▸ **TEKS YANG DISEDIAKAN**:
Ibnu Rusyd bukanlah pemikir Liberal

Dalam wacana pemikiran Islam kontemporer, nama-nama seperti Umar bin Khattab, Mu‘tazilah, Najmuddin al-Tufi, Syatibi sering dicatut oleh sebagian pemikir liberal untuk diproyeksikan sebagai pioneer  liberalisme dan sekularisme di dunia Islam. Proses ideologisasi turats seperti ini jelas hanya bertujuan pragmatis: mereka sekedar ingin memberitahu publik bahwa ide liberal-sekuler yang mereka kembangkan itu tidak asing dalam khazanah intelektual Islam; bahwa ide sekularisme dan liberalisme seolah-olah lahir dan berkembang dari rahim peradaban Islam.
Perlakuan ideologis seperti inilah yang kerap diterima oleh Ibn Rusyd dalam diskursus Islam saat ini. Tokoh asal Cardova ini bahkan "diposisikan"  sebagai pemikir Muslim pertama yang menanamkan serta menyebarkan benih rasionalisme, liberalisme, dan sekularisme dalam ranah pemikiran Islam. Gambaran seperti ini dapat dibaca pada karya-karya pemikir Arab-Muslim saat ini seperti ‘Atif al-‘Iraqi, Abid al-Jabiri, Nasr Hamid Abu Zayd, Arkoun dan lain-lain. Klaim mereka tersebut biasanya mereka dasarkan pada sikap kritis yang ditunjukkan oleh Ibn Rusyd pada al-Ghazali dan mutakallimun, baik Mu‘tazilah maupun Asy‘ariyyah, seperti yang dapat dibaca dari karya agungnya Tahafut al-Tahafut dan al-Kasyf ‘an Manahij al-Adillah, juga pada posisi yang ditawarkan pada Fasl al-Maqal terkait dengan hubungan Syari'at (Agama) dan Filsafat.

▸ **INFORMASI YANG DIBERIKAN**:
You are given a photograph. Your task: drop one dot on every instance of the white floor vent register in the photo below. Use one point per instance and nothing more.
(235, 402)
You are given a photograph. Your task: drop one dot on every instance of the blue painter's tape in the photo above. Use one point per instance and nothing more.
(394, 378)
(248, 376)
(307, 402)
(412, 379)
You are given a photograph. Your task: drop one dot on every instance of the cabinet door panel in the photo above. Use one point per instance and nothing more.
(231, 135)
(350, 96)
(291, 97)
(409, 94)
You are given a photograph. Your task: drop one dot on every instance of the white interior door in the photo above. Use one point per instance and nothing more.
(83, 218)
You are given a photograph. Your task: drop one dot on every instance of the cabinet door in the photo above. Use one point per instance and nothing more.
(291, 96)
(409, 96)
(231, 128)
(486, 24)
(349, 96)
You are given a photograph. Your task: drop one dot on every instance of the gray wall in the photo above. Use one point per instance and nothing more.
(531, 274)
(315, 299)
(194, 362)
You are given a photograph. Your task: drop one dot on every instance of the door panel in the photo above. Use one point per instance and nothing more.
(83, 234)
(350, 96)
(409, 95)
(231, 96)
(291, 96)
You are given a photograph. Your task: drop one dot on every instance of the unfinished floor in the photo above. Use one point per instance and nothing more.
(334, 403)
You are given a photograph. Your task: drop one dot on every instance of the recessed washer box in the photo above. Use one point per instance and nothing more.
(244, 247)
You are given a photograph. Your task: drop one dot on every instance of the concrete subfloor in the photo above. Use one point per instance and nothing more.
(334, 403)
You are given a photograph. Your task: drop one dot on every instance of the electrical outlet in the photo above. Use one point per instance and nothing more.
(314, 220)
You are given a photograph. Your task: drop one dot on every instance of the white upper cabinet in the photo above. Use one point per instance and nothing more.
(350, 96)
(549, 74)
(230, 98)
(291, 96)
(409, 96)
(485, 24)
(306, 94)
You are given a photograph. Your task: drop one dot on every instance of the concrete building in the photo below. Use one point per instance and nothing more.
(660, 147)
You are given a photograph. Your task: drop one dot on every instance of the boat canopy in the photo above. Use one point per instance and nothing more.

▸ **TUJUAN**:
Lanjutkan tulisan tentang Ibnu Rusyd dan klaim pemikir liberal atas dirinya, dimulai tepat setelah kalimat terakhir yang tersedia.

▸ **JAWABAN TUGAS**:
Mereka menyatakan, sayang ide-ide liberal dan brilian Ibn Rusyd ini hanya dinikmati oleh Barat, sementara di dunia Islam ia malah dimarginalkan. Akibatnya dunia Islam mundur, sementara berhasil maju mencapai puncak kegemilangan peradabannya. Jika Umat Islam ingin maju mengejar ketertinggalannya, maka mereka harus mengembalikan ruh (spirit) Averroeisme sebagaimana yang dilakukan oleh Barat. Karena hanya ruh inilah yang sesuai dengan semangat zaman kita saat ini. (Abid al-Jabiri, Nahnu wa al-Turath, hal. 49).  Nasr Hamid Abu Zayd juga berseru: “Kita membutuhkan Ibn Rusyd untuk memmecahkan krisis peradaban dan intelektual kita dan untuk membolehkan kita berpartisipasi membangun peradaban manusia saat ini.” (Nasr Hamid Abu Zayd, al-Khitab wa al-Ta'wil, hal. 26-27).
Demikian,  kedua pemikir itu seolah-olah "menjerit" mengharapkan pertolongan Ibn Rusyd untuk bangkit dari kubur dan menyelesaikan masalah yang dihadapi umat Islam saat ini.

Ibn Rusyd Liberal?Jika liberalisme dan sekulerisme dimaknai sebagai ide dan sikap yang dikembangkan oleh beberapa cendikiawan Arab liberal saat ini, seperti desakralisasi terhadap al-Qur’an dan Nabi Muhammad saw, kontekstualisasi penafsiran, penghalalan zina, lesbianisme, homoseksual, atau pembenaran wanita menjadi khatib dan imam salat Jum’at dan sebagainya, maka jelas Ibn Rusyd terlepas (bari’un) dari klaim tersebut. Artinya,  Ibn Rusyd sangat jauh dari sosok  liberal.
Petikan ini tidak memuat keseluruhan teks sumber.